Direction: Please extract every line of the data below and reproduce each one word for word, in its original order.

Data records:
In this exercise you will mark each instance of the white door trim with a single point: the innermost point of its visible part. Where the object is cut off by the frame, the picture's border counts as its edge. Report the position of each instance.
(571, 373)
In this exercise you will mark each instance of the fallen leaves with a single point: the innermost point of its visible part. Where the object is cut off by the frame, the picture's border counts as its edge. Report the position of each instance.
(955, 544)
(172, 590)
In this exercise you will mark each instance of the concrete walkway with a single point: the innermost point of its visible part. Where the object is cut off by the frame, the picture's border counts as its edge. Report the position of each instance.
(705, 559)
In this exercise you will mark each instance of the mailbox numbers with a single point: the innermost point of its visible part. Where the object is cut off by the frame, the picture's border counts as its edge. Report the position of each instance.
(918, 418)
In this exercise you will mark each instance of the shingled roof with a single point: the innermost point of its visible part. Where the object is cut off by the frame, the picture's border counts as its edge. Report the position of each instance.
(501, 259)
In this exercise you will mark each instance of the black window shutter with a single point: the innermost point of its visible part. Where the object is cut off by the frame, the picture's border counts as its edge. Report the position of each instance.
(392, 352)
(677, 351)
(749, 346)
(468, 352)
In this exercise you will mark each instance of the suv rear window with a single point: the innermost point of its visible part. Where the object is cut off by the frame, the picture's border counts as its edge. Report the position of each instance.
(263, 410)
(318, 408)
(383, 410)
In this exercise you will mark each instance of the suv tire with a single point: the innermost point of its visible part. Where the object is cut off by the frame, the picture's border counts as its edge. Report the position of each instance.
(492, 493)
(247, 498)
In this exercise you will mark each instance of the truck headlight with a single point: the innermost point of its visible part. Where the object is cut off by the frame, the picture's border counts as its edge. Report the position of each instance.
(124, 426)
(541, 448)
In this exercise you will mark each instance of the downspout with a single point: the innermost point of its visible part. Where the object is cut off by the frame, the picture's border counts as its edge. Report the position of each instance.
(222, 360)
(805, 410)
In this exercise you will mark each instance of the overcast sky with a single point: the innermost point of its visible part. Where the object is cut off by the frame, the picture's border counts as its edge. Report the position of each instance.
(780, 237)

Task solution:
In this exercise you will mark each instance of the white door trim with a single point: the innermost point of its visible part. Where the object is cut off by the frame, the picture's border counts as its edge. Report the position of each instance.
(571, 373)
In this exercise you will mark each instance of the fallen leaves with a single point: the innermost point of its visible part. Where the object is cut off by the frame, the picture's border counts as its edge. Report the position of each instance.
(955, 544)
(172, 590)
In this exercise you will mark each instance of the concrete walkway with a single point: the innermost point of its visible part. Where the object is cut off by the frame, the picture's border counts as its edge. Report the position of each instance.
(705, 559)
In this exercise you will mark each instance of the mailbox numbers with a single point: the innermost point of its visible part. Where the object is cut off by the frame, the picture's border counts as its edge. Report the position of each instance.
(918, 418)
In this exercise you will mark each instance of the shingled roof with a single point: the innermost point of its visible part. Where the object is cut off by the frame, the picture's border counts as its edge. Report the position of each instance.
(501, 259)
In this exercise you will mark each instance of the black window shutter with a single point: the innermost point of its visible part. Where the object is cut off by the frame, the picture's border counts as its edge. Report the position of each instance.
(392, 352)
(677, 351)
(749, 346)
(468, 352)
In this exercise you will mark each instance of the suv rear window with a single point: the innermost point of its visible part. Where the object is cut off by the frame, the picture's border counts as its edge. Report the position of each instance.
(263, 410)
(318, 408)
(383, 410)
In this exercise you will mark each instance of the suv tire with a single point: the innermost point of its visible part. Where the object is cut off by the frame, the picture's border counts as its edge. Report the position of each instance.
(492, 493)
(247, 498)
In this exercise you will mark each instance of the truck headlight with a single point: the innermost point of its visible part. Where the object is cut off by the frame, the picture's border counts as its edge. Report the position of each instance.
(124, 426)
(541, 448)
In this exercise you will mark each instance of the downspout with a single point: the innermost point of its visible part. Where the object is cut off by the frame, the picture's border counts as its edge. Report the position of each instance.
(222, 360)
(805, 410)
In this exercise you will mark each instance of the overcast sky with a single point: the innermost point of its visible part. Where the object is cut off by the frame, the picture's border counts as its edge. Report the position of each instance.
(780, 237)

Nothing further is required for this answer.